Coordinate annotation records:
_ _ _ _ _

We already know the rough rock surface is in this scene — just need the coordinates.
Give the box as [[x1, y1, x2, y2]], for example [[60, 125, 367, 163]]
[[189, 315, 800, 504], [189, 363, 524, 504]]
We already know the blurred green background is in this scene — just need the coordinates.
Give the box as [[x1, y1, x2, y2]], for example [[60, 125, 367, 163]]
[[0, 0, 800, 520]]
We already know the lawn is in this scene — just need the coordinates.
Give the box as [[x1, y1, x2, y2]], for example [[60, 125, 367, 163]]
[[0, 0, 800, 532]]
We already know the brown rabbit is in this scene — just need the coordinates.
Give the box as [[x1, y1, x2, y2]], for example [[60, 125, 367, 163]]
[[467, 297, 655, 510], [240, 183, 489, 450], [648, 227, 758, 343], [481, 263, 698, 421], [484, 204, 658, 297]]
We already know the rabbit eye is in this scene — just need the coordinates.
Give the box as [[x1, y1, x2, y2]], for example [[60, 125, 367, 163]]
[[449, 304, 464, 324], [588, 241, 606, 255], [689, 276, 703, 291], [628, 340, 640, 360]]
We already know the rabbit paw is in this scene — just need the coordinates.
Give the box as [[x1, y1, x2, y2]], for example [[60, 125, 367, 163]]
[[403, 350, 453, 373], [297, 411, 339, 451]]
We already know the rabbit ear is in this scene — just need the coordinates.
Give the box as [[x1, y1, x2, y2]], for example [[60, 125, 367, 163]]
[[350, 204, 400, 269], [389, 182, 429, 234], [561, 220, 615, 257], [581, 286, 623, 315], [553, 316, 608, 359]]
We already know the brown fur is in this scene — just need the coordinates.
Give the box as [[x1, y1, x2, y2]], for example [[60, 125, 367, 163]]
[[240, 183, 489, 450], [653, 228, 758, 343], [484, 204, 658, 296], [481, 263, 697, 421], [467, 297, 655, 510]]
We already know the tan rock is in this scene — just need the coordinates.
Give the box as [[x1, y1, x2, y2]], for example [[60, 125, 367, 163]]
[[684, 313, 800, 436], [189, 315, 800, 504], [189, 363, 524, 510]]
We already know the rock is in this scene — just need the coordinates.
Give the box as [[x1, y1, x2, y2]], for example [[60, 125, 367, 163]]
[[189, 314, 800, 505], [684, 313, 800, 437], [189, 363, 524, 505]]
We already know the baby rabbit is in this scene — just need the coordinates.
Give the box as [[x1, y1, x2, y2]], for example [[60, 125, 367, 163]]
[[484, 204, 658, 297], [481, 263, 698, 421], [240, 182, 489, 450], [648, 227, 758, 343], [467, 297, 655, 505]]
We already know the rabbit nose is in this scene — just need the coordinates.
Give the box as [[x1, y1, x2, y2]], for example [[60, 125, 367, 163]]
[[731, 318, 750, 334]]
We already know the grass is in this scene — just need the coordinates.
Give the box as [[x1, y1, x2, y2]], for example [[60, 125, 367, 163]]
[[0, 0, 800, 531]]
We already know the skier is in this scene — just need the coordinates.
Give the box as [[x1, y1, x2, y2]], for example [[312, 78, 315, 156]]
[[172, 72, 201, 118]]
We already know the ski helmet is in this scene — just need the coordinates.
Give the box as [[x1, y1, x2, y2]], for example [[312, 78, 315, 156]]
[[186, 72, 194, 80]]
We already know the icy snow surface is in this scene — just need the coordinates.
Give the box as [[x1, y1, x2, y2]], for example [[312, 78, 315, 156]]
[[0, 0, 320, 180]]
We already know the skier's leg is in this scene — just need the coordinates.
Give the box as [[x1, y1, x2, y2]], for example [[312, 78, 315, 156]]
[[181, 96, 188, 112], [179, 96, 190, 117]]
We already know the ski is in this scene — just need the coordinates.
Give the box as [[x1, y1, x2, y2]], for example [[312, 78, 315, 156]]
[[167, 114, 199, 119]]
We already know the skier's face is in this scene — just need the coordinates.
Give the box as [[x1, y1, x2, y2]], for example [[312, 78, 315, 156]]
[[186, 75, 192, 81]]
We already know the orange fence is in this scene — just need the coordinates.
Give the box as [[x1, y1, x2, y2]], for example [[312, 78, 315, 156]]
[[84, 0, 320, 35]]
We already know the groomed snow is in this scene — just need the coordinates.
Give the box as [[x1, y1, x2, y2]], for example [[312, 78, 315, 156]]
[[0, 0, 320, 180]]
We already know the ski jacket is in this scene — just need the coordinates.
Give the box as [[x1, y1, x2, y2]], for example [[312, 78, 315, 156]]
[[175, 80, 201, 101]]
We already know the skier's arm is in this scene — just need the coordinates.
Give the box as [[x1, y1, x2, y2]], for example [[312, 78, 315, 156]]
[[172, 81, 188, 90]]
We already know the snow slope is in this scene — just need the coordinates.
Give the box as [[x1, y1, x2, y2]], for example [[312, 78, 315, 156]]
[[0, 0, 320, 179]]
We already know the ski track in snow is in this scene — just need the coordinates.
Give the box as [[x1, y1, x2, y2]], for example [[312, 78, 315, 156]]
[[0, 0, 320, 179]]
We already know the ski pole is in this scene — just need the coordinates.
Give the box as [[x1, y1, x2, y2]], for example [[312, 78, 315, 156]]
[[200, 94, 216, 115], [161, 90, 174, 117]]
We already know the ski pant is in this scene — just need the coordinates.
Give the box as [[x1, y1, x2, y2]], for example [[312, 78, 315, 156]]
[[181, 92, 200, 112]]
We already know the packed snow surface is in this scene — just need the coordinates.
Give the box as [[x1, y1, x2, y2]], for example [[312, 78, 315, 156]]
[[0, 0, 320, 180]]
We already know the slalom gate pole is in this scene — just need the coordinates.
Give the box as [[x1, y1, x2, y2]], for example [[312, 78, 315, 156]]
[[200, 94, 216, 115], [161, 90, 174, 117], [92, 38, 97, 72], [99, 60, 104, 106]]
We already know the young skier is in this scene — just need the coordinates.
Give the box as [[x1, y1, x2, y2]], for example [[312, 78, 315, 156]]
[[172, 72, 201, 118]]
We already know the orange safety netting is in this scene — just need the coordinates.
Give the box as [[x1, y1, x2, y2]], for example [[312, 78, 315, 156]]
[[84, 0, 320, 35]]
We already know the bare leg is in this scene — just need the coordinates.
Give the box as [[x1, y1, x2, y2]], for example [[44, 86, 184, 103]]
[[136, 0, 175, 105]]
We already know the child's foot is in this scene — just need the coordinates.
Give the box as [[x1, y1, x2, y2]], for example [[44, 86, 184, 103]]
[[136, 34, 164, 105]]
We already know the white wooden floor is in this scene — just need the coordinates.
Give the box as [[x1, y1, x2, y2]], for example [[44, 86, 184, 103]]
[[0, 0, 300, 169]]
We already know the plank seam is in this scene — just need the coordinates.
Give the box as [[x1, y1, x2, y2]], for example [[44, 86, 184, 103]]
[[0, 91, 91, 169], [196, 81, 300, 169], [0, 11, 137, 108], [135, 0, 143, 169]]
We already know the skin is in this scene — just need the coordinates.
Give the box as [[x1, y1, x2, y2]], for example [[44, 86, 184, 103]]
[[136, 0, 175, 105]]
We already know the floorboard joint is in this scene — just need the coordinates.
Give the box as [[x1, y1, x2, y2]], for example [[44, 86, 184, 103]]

_ _ _ _ _

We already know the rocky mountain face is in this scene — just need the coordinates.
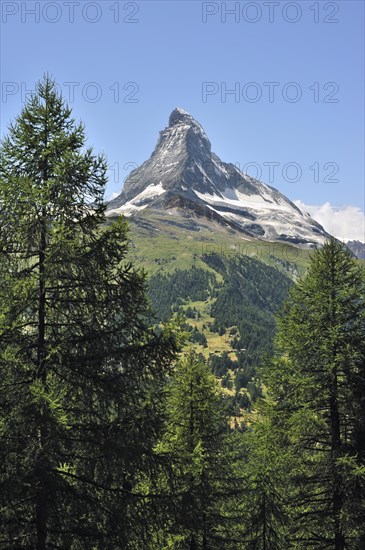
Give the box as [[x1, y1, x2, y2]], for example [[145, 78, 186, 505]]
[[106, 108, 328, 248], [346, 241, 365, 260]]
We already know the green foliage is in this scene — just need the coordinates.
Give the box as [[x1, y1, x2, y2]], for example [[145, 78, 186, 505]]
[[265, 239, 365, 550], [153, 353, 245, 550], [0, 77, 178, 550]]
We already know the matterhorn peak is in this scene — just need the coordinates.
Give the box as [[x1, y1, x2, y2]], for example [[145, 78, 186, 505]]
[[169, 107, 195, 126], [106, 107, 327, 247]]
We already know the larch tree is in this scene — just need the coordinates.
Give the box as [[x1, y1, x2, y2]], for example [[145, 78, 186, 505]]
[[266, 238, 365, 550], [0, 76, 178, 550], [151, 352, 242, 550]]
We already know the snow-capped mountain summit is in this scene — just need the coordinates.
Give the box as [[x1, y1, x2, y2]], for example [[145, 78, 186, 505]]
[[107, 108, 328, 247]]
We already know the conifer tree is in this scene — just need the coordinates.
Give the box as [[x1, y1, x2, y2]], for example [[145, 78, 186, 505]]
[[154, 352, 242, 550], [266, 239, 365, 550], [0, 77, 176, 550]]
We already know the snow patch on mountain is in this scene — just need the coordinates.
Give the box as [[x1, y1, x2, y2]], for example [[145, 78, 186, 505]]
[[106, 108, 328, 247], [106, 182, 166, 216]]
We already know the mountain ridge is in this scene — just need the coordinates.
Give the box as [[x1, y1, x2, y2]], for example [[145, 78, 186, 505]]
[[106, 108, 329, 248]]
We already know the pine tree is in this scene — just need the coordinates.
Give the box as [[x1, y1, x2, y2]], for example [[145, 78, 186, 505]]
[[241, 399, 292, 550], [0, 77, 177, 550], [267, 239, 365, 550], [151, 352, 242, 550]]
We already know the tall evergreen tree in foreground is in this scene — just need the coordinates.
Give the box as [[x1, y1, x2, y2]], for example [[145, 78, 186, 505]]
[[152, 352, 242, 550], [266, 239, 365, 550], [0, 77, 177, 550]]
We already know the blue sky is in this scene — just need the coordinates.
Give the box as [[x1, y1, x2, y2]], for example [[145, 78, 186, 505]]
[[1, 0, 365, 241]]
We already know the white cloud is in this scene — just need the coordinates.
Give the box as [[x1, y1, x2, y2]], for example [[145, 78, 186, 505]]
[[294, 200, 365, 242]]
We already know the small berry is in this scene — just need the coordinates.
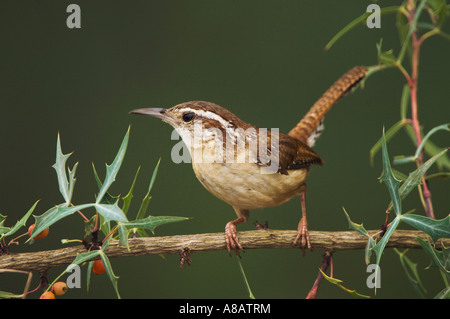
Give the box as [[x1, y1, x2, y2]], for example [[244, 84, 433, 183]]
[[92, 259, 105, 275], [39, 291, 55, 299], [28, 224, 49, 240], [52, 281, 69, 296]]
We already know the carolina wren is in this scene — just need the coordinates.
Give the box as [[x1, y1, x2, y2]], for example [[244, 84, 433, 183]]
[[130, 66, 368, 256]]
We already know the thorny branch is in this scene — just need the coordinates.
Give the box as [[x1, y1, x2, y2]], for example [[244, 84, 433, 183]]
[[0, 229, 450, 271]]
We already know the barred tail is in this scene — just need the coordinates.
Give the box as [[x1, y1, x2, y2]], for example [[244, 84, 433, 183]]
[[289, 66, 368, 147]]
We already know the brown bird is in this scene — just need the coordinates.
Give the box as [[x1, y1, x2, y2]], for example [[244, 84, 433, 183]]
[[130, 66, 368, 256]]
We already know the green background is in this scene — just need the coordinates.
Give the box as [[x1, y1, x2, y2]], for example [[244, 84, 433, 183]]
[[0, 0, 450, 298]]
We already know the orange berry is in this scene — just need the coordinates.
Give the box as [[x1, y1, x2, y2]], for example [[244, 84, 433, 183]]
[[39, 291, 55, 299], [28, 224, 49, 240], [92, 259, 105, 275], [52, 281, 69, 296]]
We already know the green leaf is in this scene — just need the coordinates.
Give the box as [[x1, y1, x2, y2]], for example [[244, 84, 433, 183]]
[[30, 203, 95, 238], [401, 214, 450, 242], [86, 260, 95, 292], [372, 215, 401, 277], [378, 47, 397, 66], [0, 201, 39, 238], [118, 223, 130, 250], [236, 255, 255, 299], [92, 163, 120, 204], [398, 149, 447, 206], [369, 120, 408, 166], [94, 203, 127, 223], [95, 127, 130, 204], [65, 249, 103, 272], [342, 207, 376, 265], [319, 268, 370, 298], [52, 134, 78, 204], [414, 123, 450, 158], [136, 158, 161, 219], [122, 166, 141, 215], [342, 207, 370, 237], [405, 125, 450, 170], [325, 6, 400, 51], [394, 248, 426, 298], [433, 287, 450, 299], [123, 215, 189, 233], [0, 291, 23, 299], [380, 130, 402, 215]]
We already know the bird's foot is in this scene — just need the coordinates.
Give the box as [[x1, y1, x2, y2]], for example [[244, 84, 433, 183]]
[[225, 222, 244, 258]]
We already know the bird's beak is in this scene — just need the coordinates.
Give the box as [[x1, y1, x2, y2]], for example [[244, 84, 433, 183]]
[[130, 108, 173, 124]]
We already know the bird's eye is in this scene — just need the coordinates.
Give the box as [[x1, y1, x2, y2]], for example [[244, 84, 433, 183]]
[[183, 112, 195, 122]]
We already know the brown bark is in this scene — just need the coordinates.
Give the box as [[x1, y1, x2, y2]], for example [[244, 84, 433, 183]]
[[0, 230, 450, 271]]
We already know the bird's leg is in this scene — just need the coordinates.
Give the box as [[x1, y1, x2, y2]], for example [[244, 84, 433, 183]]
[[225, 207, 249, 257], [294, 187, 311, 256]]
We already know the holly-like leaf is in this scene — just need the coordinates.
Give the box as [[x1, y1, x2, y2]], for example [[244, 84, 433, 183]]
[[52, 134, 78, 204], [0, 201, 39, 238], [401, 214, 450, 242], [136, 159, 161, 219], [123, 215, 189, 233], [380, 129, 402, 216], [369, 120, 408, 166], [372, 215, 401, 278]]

_ _ _ _ _

### REQUEST:
Extract every line of the records that contains the word "pole".

### WRITTEN RESPONSE:
We already know the ski pole is in this scene — just need the coordinates.
We already know the slalom gate pole is in this scene — just need the coordinates.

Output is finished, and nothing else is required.